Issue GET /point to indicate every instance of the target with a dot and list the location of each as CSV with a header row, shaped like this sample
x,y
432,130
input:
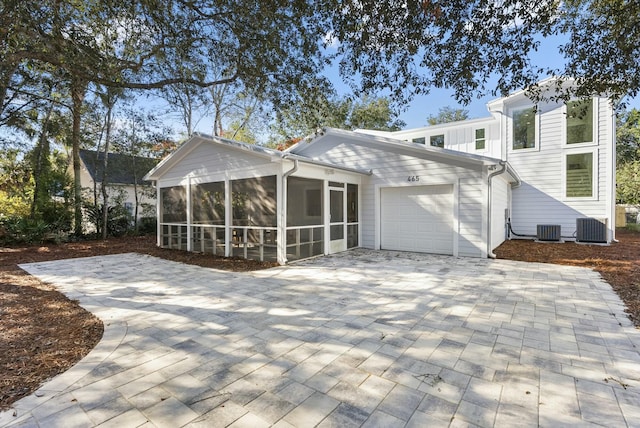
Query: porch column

*Your objective:*
Write out every line of the listing above word for word, leaving out the picture.

*Solved problem:*
Issue GET /point to indicate every instance of the target with a dot and list the location of each as CSV with a header row, shaped like this sample
x,y
432,130
input:
Query: porch column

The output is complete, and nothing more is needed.